**Document extract**
# Oh Hi



## Matador33 (Jan 23, 2016)

Hey. So this is my introduction post introducing myself. I always find introduction post to be a little awkward so I apologize if this sounds a little forced or bland. I work at a non-profit school, splitting my days between administrative work and teaching, and I enjoy almost every minute of my job. I have a graduate level business degree, and have written countless pages of persuasive and informative essays, but have very little experience writing creatively. After years of consciously erasing any trace of my own "voice" in the papers I have written, I now think my biggest challenge is bringing that voice back to life in my writing. I have been making up stories in my head ever since I was a little kid, and catch myself day dreaming about different ideas and topics almost every night. Recently I have begun to write some of these ideas down, in hopes of someday arranging them into some sort of structure and turning them into a novel. I hope to use this forum as a way to encourage myself to continue to write, and am excited to have other writers to help support my own writing, and hope that I can help encourage and support other writers as well.

If there is anything else you would like to know, don't hesitate to ask!


----------



## escorial (Jan 23, 2016)

View attachment 11461


----------



## Aquilo (Jan 24, 2016)

Hi Matador! That's a fine job you have there! You say daydream a lot about fiction, what genre do you prefer? 

And :hi:


----------



## Harper J. Cole (Jan 24, 2016)

We're very glad to have you here, *Matador*! I'm a daydreamer myself; they _are_ handy for coming up with ideas.

Please ask myself or any other staff member if you have any questions. I look forward to seeing some of your work here!

HC


----------



## Matador33 (Jan 24, 2016)

Haha cool coffee mug Escorial!

Thanks Aquilo, I really enjoy my job and I think it's had a big impact on making me want to be more creative with my writing. I don't necessarily have a single genre I prefer, but if I absolutely had to choose I would go with either sci if/fantasy or historical fiction. 

Harper, I actually kind of have a question as far as how copyright/publishing rights work for a forum like this? I've seen a couple of warnings about making sure to post in the right places, but I just have no idea how any of that stuff works? I'm still slowly making my way through reading the FAQs and guidelines so maybe I'll run into the answer eventually, but I thought I'd ask just to see.

So far it seems like everyone here is really supportive and helpful, and I really look forward to growing as a writer with everyone!


----------



## Hairball (Jan 24, 2016)

Welcome, Matador! 

Feel free to PM a mentor if you can't find the answers. I was like that at first as well.

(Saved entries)
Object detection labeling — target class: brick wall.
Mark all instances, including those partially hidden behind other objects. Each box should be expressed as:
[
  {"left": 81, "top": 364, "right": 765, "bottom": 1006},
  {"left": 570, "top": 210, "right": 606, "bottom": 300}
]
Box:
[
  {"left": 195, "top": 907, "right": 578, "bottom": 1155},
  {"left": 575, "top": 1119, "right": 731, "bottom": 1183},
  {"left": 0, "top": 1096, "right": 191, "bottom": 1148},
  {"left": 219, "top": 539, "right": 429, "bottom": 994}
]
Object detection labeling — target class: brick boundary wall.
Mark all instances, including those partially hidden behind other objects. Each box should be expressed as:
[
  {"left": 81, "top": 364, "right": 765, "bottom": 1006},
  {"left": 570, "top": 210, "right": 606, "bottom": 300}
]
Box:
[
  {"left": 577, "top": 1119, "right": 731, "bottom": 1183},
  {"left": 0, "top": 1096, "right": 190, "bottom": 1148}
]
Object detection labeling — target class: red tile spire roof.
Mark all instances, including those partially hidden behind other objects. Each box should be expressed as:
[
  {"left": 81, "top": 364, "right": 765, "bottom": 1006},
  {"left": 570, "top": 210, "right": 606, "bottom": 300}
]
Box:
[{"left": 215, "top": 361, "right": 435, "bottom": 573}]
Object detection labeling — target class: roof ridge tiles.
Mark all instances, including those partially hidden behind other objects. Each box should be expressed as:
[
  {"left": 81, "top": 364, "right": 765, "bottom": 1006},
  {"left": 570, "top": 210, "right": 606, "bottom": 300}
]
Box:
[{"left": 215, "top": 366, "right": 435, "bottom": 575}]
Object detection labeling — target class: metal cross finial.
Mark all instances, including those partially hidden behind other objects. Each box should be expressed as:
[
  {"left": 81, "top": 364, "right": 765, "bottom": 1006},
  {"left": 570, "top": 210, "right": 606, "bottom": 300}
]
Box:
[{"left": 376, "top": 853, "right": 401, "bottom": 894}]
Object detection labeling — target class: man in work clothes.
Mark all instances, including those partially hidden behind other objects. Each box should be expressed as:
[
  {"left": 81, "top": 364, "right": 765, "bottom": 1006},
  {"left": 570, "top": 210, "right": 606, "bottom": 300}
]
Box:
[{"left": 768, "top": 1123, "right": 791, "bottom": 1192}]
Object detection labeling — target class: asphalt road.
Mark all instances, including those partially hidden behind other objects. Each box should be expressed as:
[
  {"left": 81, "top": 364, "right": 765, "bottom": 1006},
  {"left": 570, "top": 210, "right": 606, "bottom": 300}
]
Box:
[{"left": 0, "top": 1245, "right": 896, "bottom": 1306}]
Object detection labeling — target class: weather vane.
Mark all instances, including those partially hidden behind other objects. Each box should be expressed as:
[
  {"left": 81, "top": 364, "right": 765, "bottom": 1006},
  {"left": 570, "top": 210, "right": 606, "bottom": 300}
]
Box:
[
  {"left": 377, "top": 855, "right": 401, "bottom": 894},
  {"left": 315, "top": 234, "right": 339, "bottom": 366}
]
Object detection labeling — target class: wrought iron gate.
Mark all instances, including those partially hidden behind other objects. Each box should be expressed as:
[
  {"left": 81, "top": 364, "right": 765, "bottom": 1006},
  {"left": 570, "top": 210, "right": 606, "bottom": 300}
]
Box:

**Directions for this task**
Extend the forum thread welcoming Matador33, picking up right after its last post.

**Answer to the task**
----------



## Blade (Jan 24, 2016)

:hi: Welcome to the forums Matador33.

I think it would be quite interesting to discover how to write yourself into your material after years of learning how to erase yourself out of it. :eagerness: Hopefully this will work out profitably for you. :thumbl:

I see you are working your way through the FAQ's and guidelines which should tell you most of what you need to know about how the forums operate. If you have any questions or problems please do not hesitate to PM one of the mentors about it. Good luck with your writing endeavours. :snowman:


----------



## Matador33 (Jan 24, 2016)

Thanks Hairball and Blade for the welcoming post. Encouraging post like yours are helping me feel like I'm already a part of this community!


----------



## Jack of all trades (Jan 25, 2016)

Welcome! I'm fairly new myself.

I also thought up stories all of my life, and only started writing about six or seven years ago, not counting halfhearted attempts earlier.

You have some advantages. You have met many people through your work, whose traits you can use in your characters. And as long as you can see the scene in your mind, you can write it down. I find that I write more when I turn off the internal editor during the writing phase. He gets his turn during the editing process.

Good luck!


----------



## Harper J. Cole (Jan 25, 2016)

Matador33 said:


> Harper, I actually kind of have a question as far as how copyright/publishing rights work for a forum like this? I've seen a couple of warnings about making sure to post in the right places, but I just have no idea how any of that stuff works? I'm still slowly making my way through reading the FAQs and guidelines so maybe I'll run into the answer eventually, but I thought I'd ask just to see.



Yes, from the perspective of copyrighting, the "safe" forums are grouped together: Prose Writer's Workshop, Poet's Workshop, Musician's Studio, The Artist's Palette. These are all hidden from non-members, so you'll retain your rights to anything you post in them.

You may not be able to see them yet; I think they become visible once you get to ten posts, which you nearly are already.

HC


----------



## H.Brown (Jan 25, 2016)

Hello Matador33, I am also fairly new to this forum but in this time I have found the people on here to be extremly helpful and supportive, like myself I think you have found the right place to improve/develop your writing.  Looking forward to reading your work.
Hannah


----------



## Matador33 (Jan 25, 2016)

I thought I replied to this thread a little earlier today, but it doesn't look like the post went through. If it ends up showing up later I apologize for the multiple responses!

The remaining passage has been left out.